— start Raw data —

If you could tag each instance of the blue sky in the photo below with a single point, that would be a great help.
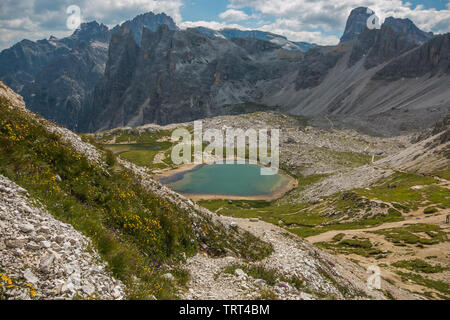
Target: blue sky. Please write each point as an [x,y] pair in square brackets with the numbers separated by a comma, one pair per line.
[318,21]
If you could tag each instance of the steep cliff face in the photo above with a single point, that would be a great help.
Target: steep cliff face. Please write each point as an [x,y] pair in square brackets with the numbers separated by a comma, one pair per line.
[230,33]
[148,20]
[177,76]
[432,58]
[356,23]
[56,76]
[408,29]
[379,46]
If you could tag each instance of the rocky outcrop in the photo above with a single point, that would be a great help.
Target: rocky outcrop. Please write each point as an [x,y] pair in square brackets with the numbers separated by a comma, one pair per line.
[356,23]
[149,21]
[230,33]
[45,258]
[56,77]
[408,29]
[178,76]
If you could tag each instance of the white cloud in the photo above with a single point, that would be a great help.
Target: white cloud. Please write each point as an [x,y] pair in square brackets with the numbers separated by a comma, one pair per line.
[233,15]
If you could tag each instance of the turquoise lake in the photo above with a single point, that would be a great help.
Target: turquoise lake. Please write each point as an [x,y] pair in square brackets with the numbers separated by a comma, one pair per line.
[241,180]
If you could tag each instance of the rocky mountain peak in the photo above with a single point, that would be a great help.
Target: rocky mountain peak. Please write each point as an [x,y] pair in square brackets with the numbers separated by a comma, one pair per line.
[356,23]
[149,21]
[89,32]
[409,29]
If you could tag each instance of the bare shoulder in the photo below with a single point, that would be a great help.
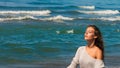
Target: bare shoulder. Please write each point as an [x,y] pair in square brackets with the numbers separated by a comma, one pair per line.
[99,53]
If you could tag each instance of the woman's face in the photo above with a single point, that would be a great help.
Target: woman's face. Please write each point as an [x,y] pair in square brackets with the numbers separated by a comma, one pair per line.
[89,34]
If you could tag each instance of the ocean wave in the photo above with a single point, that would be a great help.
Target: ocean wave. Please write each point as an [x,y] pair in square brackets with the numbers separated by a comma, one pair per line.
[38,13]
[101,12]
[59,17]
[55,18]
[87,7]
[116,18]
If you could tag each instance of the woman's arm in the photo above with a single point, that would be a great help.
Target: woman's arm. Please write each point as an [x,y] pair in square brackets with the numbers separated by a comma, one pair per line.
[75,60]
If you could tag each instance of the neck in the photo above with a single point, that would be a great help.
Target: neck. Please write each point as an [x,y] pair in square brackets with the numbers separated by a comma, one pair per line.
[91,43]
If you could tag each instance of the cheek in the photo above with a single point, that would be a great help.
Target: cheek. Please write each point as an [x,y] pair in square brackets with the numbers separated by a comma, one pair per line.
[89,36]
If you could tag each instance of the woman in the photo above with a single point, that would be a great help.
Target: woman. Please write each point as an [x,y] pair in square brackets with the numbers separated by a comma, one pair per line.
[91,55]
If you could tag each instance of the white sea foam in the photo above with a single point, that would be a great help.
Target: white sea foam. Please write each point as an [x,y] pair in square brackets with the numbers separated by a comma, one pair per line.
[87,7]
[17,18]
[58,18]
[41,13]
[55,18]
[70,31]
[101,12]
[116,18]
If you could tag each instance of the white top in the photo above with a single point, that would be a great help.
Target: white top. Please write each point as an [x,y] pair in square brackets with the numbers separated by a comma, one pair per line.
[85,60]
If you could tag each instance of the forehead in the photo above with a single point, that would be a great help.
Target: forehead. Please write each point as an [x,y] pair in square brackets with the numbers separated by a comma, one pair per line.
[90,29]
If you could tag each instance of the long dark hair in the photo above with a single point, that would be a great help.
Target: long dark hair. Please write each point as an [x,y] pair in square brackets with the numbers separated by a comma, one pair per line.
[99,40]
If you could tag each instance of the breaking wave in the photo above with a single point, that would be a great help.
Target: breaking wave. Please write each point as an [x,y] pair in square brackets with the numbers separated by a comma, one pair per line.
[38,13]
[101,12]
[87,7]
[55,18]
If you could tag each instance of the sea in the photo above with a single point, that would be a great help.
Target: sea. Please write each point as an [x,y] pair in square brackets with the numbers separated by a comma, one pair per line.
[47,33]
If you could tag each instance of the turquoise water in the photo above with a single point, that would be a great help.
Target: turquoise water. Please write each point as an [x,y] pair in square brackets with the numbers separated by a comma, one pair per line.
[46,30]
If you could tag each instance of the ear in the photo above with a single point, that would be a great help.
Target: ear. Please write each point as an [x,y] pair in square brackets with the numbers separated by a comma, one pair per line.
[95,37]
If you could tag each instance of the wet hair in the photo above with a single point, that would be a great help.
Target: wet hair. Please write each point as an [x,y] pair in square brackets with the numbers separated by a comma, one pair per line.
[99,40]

— end Raw data —

→ **Prompt**: Format the data above as a JSON list of strings, one string per line, skipping blank lines and the picture lines.

→ **Exercise solution**:
[
  "If you could tag each instance of the blue sky in the photo below with a single point, that would be a great help.",
  "Target: blue sky. Please write each point as an [x,y] pair in square brackets with the numbers separated by a comma, one pair per line.",
  "[318,21]",
  "If you could tag each instance of the steep cliff face in the photo above with a single point, that would be a great help.",
  "Target: steep cliff face. Please write each point as an [x,y] pair in square brackets with the numbers separated by a comma, one pair per line.",
  "[230,33]",
  "[148,20]",
  "[177,76]",
  "[432,58]",
  "[356,23]",
  "[56,76]",
  "[408,29]",
  "[379,46]",
  "If you could tag each instance of the rocky outcrop in the photo above with a single point, that would be a great help.",
  "Target: rocky outcrop. Please write each point as an [x,y] pair in square brackets with the numbers separated by a comma, one pair per line.",
  "[356,23]",
  "[149,21]",
  "[230,33]",
  "[45,258]",
  "[56,77]",
  "[408,29]",
  "[178,76]",
  "If you could tag each instance of the white cloud in the photo above with a single point, that would be a great help.",
  "Target: white cloud. Please write each point as an [x,y] pair in square brackets with the numbers separated by a comma, one pair per line.",
  "[233,15]",
  "If you could tag each instance of the turquoise lake in the photo above with a single point, that would be a great help.",
  "Target: turquoise lake. Please write each point as an [x,y] pair in square brackets with the numbers separated by a comma, one pair per line.",
  "[241,180]",
  "If you could tag each instance of the rocky mountain peak in the photo above with a single point, that would be a great help.",
  "Target: rocky mountain peak. Please write each point as an [x,y] pair in square brackets with the numbers separated by a comma, one pair per line.",
  "[356,23]",
  "[149,21]",
  "[89,32]",
  "[409,29]",
  "If you could tag each instance of the bare shoulder in the photo below with a single point, that would be a great help.",
  "Target: bare shoulder. Please write each point as an [x,y] pair in square brackets with the numbers separated by a comma, one pair per line.",
  "[99,53]",
  "If you could tag each instance of the woman's face in the photo above with a single point, that would be a great help.",
  "Target: woman's face. Please write each point as an [x,y] pair in square brackets with the numbers separated by a comma, one pair per line.",
  "[89,34]",
  "If you could tag each instance of the ocean wave in the photo above with a single point, that would be a great help.",
  "Target: ocean wave. Please write each point as an [x,y] pair in square brackets with the numbers separated by a comma, one pair per line.",
  "[38,13]",
  "[101,12]",
  "[59,17]",
  "[55,18]",
  "[87,7]",
  "[116,18]",
  "If you could tag each instance of the woman's arm in the photo above with a single point, that would be a great help.",
  "Target: woman's arm. Please write each point as an [x,y] pair in square brackets with the numbers separated by a comma, one pair per line.",
  "[75,60]",
  "If you could tag each instance of the neck in the photo above with a single point, that would be a great help.",
  "Target: neck. Please write each point as an [x,y] pair in square brackets with the numbers separated by a comma, one pair per line.",
  "[91,43]",
  "If you could tag each instance of the cheek in the photo above with a single point, that would be a great help.",
  "Target: cheek. Please write each point as an [x,y] pair in square brackets with the numbers separated by a comma, one pair per line.",
  "[89,36]",
  "If you could tag each instance of the woman in the photo above with a single point, that would be a great help.",
  "Target: woman. Please write each point as an [x,y] pair in square brackets with the numbers separated by a comma, one pair per line.",
  "[91,55]",
  "If you could tag each instance of the white sea foam in the photo above with a single point, that would be a great help.",
  "Target: white sea foam. Please write each point as an [x,y] pair in square brackets with the numbers separated by a comma, one pair per line.",
  "[87,7]",
  "[17,18]",
  "[58,18]",
  "[41,13]",
  "[55,18]",
  "[70,31]",
  "[101,12]",
  "[116,18]",
  "If you could tag each instance of the white top in the photo above with a single point, that would be a great help.",
  "Target: white top. Please write each point as an [x,y] pair in square brackets with the numbers separated by a comma, one pair per line.",
  "[85,60]",
  "If you could tag each instance of the forehead in the photo above with a single point, that would be a great help.",
  "Target: forehead. Please write each point as an [x,y] pair in square brackets with the numbers separated by a comma, one pair per line.",
  "[90,29]",
  "If you could tag each instance of the long dark hair in the photo above with a single point, that would be a great help.",
  "Target: long dark hair. Please write each point as an [x,y] pair in square brackets with the numbers separated by a comma, one pair per line.",
  "[99,40]",
  "If you could tag each instance of the breaking wave in the photo above with a single point, that would be a great help.",
  "Target: breaking wave. Please write each point as an [x,y] pair in square brackets with the numbers separated by a comma, one pair per line.",
  "[38,13]",
  "[101,12]",
  "[87,7]",
  "[55,18]",
  "If you could tag each instance of the sea in the photo above with a single point, that would be a great help.",
  "Target: sea. Please write each point as an [x,y] pair in square brackets with the numbers separated by a comma, one pair per line.",
  "[47,33]",
  "If you could tag each instance of the turquoise water in the photo above with a single point, that would be a great help.",
  "Target: turquoise water. Please write each point as an [x,y] pair in square brackets with the numbers separated by a comma, one pair per line.",
  "[46,30]",
  "If you could tag each instance of the ear in the photo above with a single point, that would be a great help.",
  "Target: ear. Please write each point as an [x,y] pair in square brackets with the numbers separated by a comma, one pair per line.",
  "[95,37]",
  "If you could tag each instance of the wet hair in the photo above with a single point, that would be a great help.",
  "Target: wet hair. Please write each point as an [x,y] pair in square brackets with the numbers separated by a comma, one pair per line.",
  "[99,40]"
]